#### [DOCUMENT EXCERPT]
Compiled by Paul Gambaccini with Susan Ready
1978, Omnibus (A division of Book Sales Limited)

Note: This book polled a number of prominent rock critics to compile a list of 200 rock albums. Robert Christgau's top ten list was published on pp. 83-84, and is reprinted below. The editors wrote:

A senior editor of the Village Voice, Robert Christgau is responsible for all music reviewing and writes a monthly Consumer Guide that has been widely imitated.

The parenthetical numbers refer to the album's rank in the cumulative Top 200 list.

1 Exile on Main Street (7)
The Rolling Stones
2 Layla and Other Assorted Love Songs (15)
Derek and the Dominoes
3 The Immortal Otis Redding (33)
Otis Redding
4 More Chuck Berry (75)
Chuck Berry
5 12 Songs (95)
Randy Newman
6 Moondance (22)
Van Morrison
7 The Velvet Underground (191)
Velvet Underground
8 Rubber Soul (5)
Beatles
9 The Rolling Stones Now
Rolling Stones
10 Wild Honey
Beach Boys

My criteria were playability, depth of expression, and avoidance of waste. There's not a bad cut on any of these albums, and almost all of them are good to great. The only one I don't still play often is 12 Songs, because it's not a casual kind of record.

I decided not to "vote" in this poll, but to rely on the records I've liked best over the years. I know everybody who votes for Chuck Berry is going to vote for Golden Decade, but I've always preferred More, which includes "Come On" and "Let It Rock" and avoids dubious (if pleasant) novelties like "Too Pooped To Pop" and "Anthony Boy." Likewise, The Best of Otis Redding, a remarkably well-constructed anthology, is a more obvious choice than Immortal, but Immortal happens to be a record I've played obsessively for almost a decade. If I'd followed this logic I might have selected Something New, one of six or seven Beatles albums that was in the running, but a final comparison with Rubber Soul (never an emotional favorite) was decisive. (I don't own the British versions of the Beatles LPs, but I love the Rubber Soul outtakes on Yesterday . . . and Today, which was also a contributing factor. Yesterday . . . and Today was in the running itself. Wild Honey vs. Endless Summer was also this sort of problem.

#### [REQUIREMENTS]
1. In two sentences, summarize the excerpt on Robert Christgau's top ten rock albums.
2. Write the next few sentences of the excerpt on Robert Christgau's top ten rock albums, starting after its final sentence.

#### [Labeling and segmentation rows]
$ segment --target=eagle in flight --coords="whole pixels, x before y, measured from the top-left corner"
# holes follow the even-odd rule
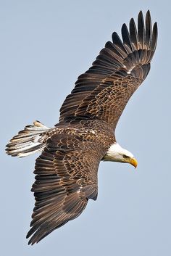
[[[150,12],[141,11],[138,25],[116,32],[92,66],[80,75],[60,109],[59,123],[48,128],[39,121],[27,125],[7,145],[7,154],[20,157],[41,152],[36,159],[36,199],[27,238],[33,244],[73,220],[98,194],[100,161],[137,166],[133,154],[117,142],[114,131],[129,99],[143,83],[157,41]]]

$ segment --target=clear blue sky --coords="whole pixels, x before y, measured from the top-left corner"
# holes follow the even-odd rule
[[[171,255],[170,1],[1,1],[1,255]],[[138,160],[101,162],[99,197],[83,213],[28,246],[38,155],[6,156],[25,125],[58,122],[59,110],[123,22],[150,9],[159,41],[151,70],[129,102],[117,141]]]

#### [ANSWERS PROVIDED]
1. A 1978 book compiled by Paul Gambaccini with Susan Ready polled prominent rock critics to build a list of 200 rock albums, and it reprinted Robert Christgau's top ten, led by the Rolling Stones' Exile on Main Street. Christgau judged by playability, depth of expression, and avoidance of waste, and he picked the records he had liked best over the years rather than more obvious choices such as Chuck Berry's Golden Decade or The Best of Otis Redding.

2.
I think it's interesting that three of my six favorite albums came out in 1970 and that my favorite is also the most recent on my list. I haven't been listening to much Steely Dan lately or they would probably have made it, Pretzel Logic most likely; I also wonder about Al Green's horribly underrated Call Me. Too bad Motown never made good albums (Marvin Gaye's Super Hits was the only one with a shot). With a few years more perspective I might find a place for Eno's Another Green World, which I've been playing twice a week or so since it came out; I might also vote for one of the New York Dolls albums, which function in my life the way Randy Newman does--indispensably rich and evocative music for certain moments. And who knows how much I'll end up liking Television's Marquee Moon, which I'm OD'd on at the moment; I haven't been so enthusiastic about a new record in a very long time. "One more thing--if I were making a list of my favorite albums, they wouldn't all be rock, not by a long shot. Duke Ellington's Flaming Youth (deleted, on RCA Vintage) would make it for sure; also, I think, Thelonious Monk and Charlie Parker.